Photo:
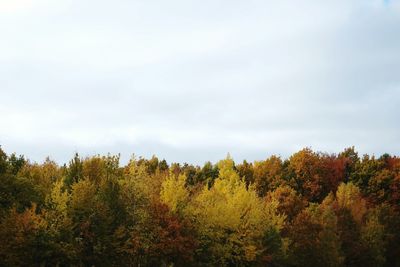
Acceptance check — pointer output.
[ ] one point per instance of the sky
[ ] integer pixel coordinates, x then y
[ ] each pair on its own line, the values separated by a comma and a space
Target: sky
191, 81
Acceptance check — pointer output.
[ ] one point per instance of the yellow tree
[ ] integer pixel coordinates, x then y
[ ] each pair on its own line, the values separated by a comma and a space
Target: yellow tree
174, 193
232, 221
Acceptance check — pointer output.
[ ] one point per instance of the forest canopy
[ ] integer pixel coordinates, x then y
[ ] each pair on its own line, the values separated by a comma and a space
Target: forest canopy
310, 209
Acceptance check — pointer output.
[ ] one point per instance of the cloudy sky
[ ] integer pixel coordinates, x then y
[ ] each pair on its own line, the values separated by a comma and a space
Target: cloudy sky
193, 80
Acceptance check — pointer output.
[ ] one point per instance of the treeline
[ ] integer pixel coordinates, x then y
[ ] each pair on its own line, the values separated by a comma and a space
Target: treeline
312, 209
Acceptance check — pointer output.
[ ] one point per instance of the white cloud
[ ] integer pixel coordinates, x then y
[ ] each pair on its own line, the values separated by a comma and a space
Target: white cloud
194, 80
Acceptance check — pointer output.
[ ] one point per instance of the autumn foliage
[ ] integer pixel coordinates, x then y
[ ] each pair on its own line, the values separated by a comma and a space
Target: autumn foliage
311, 209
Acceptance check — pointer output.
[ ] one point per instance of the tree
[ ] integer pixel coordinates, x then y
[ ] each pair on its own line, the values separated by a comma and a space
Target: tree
232, 221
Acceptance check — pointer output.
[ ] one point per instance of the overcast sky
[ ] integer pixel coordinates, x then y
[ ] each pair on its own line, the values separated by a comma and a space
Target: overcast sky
193, 80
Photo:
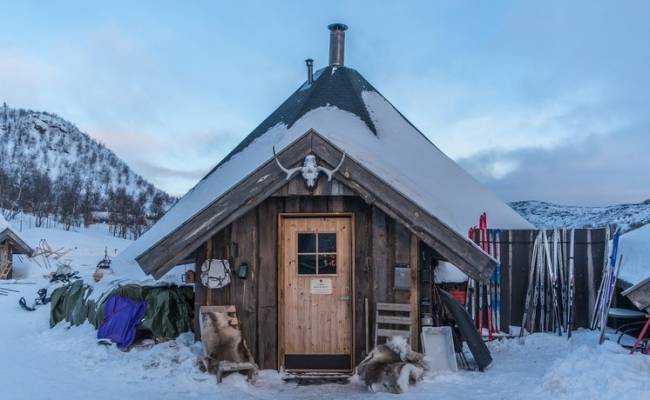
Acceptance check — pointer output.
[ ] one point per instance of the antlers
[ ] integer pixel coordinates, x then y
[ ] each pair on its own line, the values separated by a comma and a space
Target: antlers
292, 171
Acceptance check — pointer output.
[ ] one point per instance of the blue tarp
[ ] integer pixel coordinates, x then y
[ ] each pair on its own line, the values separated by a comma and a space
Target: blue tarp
121, 316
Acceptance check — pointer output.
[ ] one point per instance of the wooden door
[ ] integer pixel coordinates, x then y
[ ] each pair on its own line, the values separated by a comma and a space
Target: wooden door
316, 293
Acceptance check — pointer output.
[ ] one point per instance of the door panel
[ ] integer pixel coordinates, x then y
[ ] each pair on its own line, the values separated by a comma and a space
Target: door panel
317, 288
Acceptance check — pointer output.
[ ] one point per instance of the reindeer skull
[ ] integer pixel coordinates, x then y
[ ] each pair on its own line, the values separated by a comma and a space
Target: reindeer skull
309, 170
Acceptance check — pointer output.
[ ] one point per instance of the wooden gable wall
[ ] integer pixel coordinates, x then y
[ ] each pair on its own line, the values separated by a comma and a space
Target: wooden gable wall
381, 242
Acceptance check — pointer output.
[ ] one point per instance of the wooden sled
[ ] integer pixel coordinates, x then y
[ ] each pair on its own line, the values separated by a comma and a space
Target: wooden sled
221, 367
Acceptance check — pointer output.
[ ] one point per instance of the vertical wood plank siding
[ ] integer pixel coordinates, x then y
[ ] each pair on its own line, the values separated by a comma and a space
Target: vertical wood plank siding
516, 252
380, 242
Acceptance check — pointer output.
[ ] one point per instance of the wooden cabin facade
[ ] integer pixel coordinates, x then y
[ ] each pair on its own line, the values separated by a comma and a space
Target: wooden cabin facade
288, 311
341, 223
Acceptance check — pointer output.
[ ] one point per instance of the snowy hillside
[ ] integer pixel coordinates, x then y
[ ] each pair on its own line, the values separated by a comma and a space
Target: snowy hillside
548, 215
48, 167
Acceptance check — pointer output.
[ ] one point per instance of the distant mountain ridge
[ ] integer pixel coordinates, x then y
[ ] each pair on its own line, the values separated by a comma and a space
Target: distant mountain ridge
549, 215
50, 168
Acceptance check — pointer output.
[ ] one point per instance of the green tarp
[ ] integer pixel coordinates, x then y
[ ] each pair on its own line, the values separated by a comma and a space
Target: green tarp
168, 314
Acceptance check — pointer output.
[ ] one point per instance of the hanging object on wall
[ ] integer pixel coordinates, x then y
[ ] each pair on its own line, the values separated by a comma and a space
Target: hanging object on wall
402, 277
215, 274
309, 170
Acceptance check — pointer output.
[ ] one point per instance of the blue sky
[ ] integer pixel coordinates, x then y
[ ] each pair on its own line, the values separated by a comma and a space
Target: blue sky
539, 100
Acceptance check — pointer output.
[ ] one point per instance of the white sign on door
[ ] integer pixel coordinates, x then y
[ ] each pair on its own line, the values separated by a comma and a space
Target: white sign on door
320, 286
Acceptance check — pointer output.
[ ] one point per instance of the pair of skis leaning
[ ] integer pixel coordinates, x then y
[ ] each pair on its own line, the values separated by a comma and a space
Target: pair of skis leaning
483, 300
550, 297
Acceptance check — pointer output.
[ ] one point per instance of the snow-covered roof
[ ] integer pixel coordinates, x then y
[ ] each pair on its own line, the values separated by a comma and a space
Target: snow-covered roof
634, 246
3, 223
7, 232
346, 110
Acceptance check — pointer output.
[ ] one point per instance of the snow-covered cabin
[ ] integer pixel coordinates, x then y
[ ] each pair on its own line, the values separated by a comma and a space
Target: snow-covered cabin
10, 243
311, 257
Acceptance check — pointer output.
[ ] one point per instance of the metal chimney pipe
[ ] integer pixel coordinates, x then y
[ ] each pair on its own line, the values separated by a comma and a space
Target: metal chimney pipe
337, 43
310, 70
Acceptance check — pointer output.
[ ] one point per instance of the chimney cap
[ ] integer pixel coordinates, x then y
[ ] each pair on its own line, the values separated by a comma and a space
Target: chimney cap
337, 27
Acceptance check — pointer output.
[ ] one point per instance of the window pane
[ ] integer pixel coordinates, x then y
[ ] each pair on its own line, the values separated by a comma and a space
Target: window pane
327, 264
327, 242
306, 243
307, 264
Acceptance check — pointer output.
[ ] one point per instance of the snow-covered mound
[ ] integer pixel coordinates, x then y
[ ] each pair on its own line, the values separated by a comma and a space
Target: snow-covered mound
635, 248
42, 155
549, 215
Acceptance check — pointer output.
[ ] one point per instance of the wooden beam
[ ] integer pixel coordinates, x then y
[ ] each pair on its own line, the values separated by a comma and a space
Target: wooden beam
415, 292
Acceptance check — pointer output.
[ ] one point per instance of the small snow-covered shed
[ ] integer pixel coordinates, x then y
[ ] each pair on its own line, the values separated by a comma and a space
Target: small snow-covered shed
635, 248
10, 243
340, 219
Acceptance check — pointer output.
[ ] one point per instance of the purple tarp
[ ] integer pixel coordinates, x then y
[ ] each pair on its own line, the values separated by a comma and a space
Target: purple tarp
121, 316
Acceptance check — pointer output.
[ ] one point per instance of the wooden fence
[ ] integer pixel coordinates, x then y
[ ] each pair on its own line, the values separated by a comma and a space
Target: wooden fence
516, 250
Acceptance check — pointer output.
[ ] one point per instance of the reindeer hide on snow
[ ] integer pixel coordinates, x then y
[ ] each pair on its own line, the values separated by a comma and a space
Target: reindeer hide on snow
391, 367
221, 342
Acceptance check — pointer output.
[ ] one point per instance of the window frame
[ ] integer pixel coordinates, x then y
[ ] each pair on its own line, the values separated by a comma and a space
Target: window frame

######

Exercise details →
Images aside, return each entry above precisely as it stands.

Response to this task →
Photo:
Acceptance check — pointer output.
[ ] one point per instance of the sky
[ ] integer pixel coordinates, x then y
[ ] each pair on its own line, the values separated by a comma and a space
Target: sky
191, 81
Acceptance check — pointer output.
[ ] one point per instance of the yellow tree
[ ] integer pixel coordinates, x then y
[ ] each pair on its own line, the values separated by a comma and a space
Target: yellow tree
174, 193
232, 221
Acceptance check — pointer output.
[ ] one point per instance of the forest canopy
[ ] integer pixel coordinates, x then y
[ ] each pair on its own line, the values separated by a comma and a space
Target: forest canopy
310, 209
Acceptance check — pointer output.
[ ] one point per instance of the cloudy sky
[ ] integer pixel coordinates, x then y
[ ] each pair on its own line, the values separated by a comma and a space
Target: cloudy sky
193, 80
Acceptance check — pointer output.
[ ] one point per instance of the treeline
[ ] integer pixel coordinates, x then y
[ ] each pair on its own line, the values separated by a comma and a space
Target: treeline
312, 209
Acceptance check — pointer output.
[ ] one point per instance of the white cloud
[ ] integer pixel coordinates, x then y
[ ] each pair on its own line, the values separated by a comma and a space
Target: white cloud
194, 80
Acceptance check — pointer output.
[ ] one point per instance of the autumn foliage
[ ] integer pixel coordinates, x then y
[ ] each pair on its own line, the values separated by a comma and a space
Target: autumn foliage
311, 209
Acceptance check — pointer output.
[ ] one point per instance of the tree
[ ] integer pixel coordinates, x then y
[ ] each pair on its own line, the values separated by a comma and a space
Target: tree
232, 221
Acceptance check — pointer output.
[ ] one point per instance of the overcast sky
[ ] integer pixel coordinates, x then y
[ ] each pair on its own line, the values separated by a comma and a space
Target: overcast sky
193, 80
Photo:
Acceptance check — pointer output.
[ ] one point per instance of the antlers
[ ] integer pixel coordinates, x then y
[ ] each pair on its own line, the values separated by a comma and a space
Target: antlers
292, 171
Acceptance check — pointer output.
[ ] one point per instance of the blue tarp
[ ] integer pixel coordinates, x then y
[ ] each pair on its own line, the values separated by a comma and a space
Target: blue tarp
121, 316
Acceptance check — pointer output.
[ ] one point per instance of the wooden door
[ ] integer pixel coordinates, x then y
[ ] each pair on its own line, the values separated by a comma and a space
Target: wooden door
316, 293
Acceptance check — pointer output.
[ ] one point per instance of the door panel
[ ] integer pixel coordinates, x then y
[ ] each pair on its own line, the values separated by a comma and a space
Target: door panel
317, 288
Acceptance check — pointer output.
[ ] one point per instance of the reindeer skull
[ ] integer pixel coordinates, x then y
[ ] each pair on its own line, the values separated by a comma and a space
Target: reindeer skull
309, 170
Acceptance check — pointer output.
[ ] one point per instance of the wooden gable wall
[ ] integer pixel coordinates, x then y
[ ] each pair on its own line, the values separated by a comma and a space
Target: wooden gable wall
381, 242
Acceptance check — pointer output.
[ ] one point per instance of the wooden sled
[ ] integer pixel coordinates, x then y
[ ] each pair on its own line, the values separated by a comma and a space
Target: wooden sled
221, 367
Acceptance check — pointer output.
[ ] one point per instance of the vertical wood plank siding
[ ] integer pixel coordinates, x then y
[ ] each pair on its own line, the values separated by a comma and a space
Target: vertical wood plank siding
516, 252
380, 242
Acceptance check — pointer output.
[ ] one point per instance of the wooden cabin facade
[ ] integer pixel coordinates, x then y
[ ] each pair on its own line, the values separated by a comma and a space
Target: wooden cabin facade
288, 311
341, 223
Acceptance check — pointer output.
[ ] one point per instance of the snowy hillside
[ ] integer pixel coordinates, x then y
[ ] each pair on its own line, the values separated by a comma and a space
Target: snowy hillside
548, 215
48, 167
Acceptance check — pointer output.
[ ] one point per instance of the distant mountain ridge
[ ] integer pixel coordinates, x then y
[ ] each pair on its own line, the values separated by a comma and a space
Target: distant mountain ridge
549, 215
50, 168
Acceptance check — pointer output.
[ ] one point per instance of the green tarp
[ ] integer pixel coordinates, x then y
[ ] each pair on its own line, the values separated by a comma and a space
Target: green tarp
168, 314
Acceptance check — pointer output.
[ ] one point per instance of the hanging object on wall
[ ] integer pixel coordinates, x then y
[ ] each pair on its own line, the values separated by a comma and a space
Target: hanging object on wall
402, 277
215, 274
309, 170
Acceptance check — pointer output.
[ ] one point per instance of the blue sky
[ ] integer pixel coordinates, x then y
[ ] each pair on its own line, the values separated by a comma and a space
Target: blue sky
539, 100
Acceptance check — pointer output.
[ ] one point per instance of the white sign on door
[ ] integer pixel coordinates, x then y
[ ] each pair on its own line, the values separated by a comma and a space
Target: white sign on door
320, 286
Acceptance check — pointer output.
[ ] one point per instance of the pair of skis leaning
[ ] integer pixel coordinates, x then y
[ ] each pair on its own line, the values separated by a comma and a space
Target: pair of skis leaning
483, 300
550, 297
Acceptance check — pointer output.
[ ] one point per instance of the snow-covered roof
[ ] integer pixel coordinates, x then y
[ ] each pair on its own line, the values separated by a comma and a space
Target: snow-covered roof
634, 246
3, 223
7, 232
346, 110
Acceptance check — pointer output.
[ ] one point per instance of the snow-covered cabin
[ ] integer pixel coordinates, x then y
[ ] each pair on its own line, the values separated by a comma and a space
Target: snow-covered cabin
10, 243
311, 257
Acceptance check — pointer output.
[ ] one point per instance of the metal chimney pipe
[ ] integer pixel coordinates, x then y
[ ] each pair on its own line, the values separated by a comma and a space
Target: metal chimney pipe
337, 43
310, 70
Acceptance check — pointer output.
[ ] one point per instance of the chimney cap
[ ] integer pixel coordinates, x then y
[ ] each pair on its own line, the values separated by a comma and a space
Target: chimney cap
337, 27
Acceptance check — pointer output.
[ ] one point per instance of the window pane
[ ] integer pixel coordinates, x then y
[ ] each pair on its own line, the values separated by a comma and a space
Target: window pane
327, 264
327, 242
306, 243
307, 264
Acceptance check — pointer output.
[ ] one point per instance of the snow-covered mound
[ ] integer pixel coordinates, x then y
[ ] each pair on its own line, the values separated by a comma and a space
Target: snow-covered mound
635, 248
42, 155
549, 215
Acceptance check — pointer output.
[ ] one point per instance of the wooden beam
[ ] integer pixel coordinates, x then y
[ ] each pair on its own line, the values separated by a comma and a space
Target: wooden beam
415, 292
Acceptance check — pointer output.
[ ] one point per instance of the small snow-covered shed
[ ] integer pixel coordinates, x then y
[ ] each pair on its own line, the values separated by a comma and a space
Target: small snow-covered shed
635, 248
10, 243
340, 219
Acceptance check — pointer output.
[ ] one point per instance of the purple tarp
[ ] integer pixel coordinates, x then y
[ ] each pair on its own line, the values separated by a comma and a space
Target: purple tarp
121, 316
Acceptance check — pointer output.
[ ] one point per instance of the wooden fence
[ ] integer pixel coordinates, x then y
[ ] each pair on its own line, the values separated by a comma and a space
Target: wooden fence
516, 250
Acceptance check — pointer output.
[ ] one point per instance of the reindeer hide on snow
[ ] integer pixel coordinates, x then y
[ ] each pair on its own line, the values separated by a comma and a space
Target: reindeer hide on snow
391, 367
221, 342
Acceptance check — pointer output.
[ ] one point per instance of the window frame
[ ] integer pixel coordinates, x then y
[ ] each pair on its own line, the values separated by a comma and a space
Target: window frame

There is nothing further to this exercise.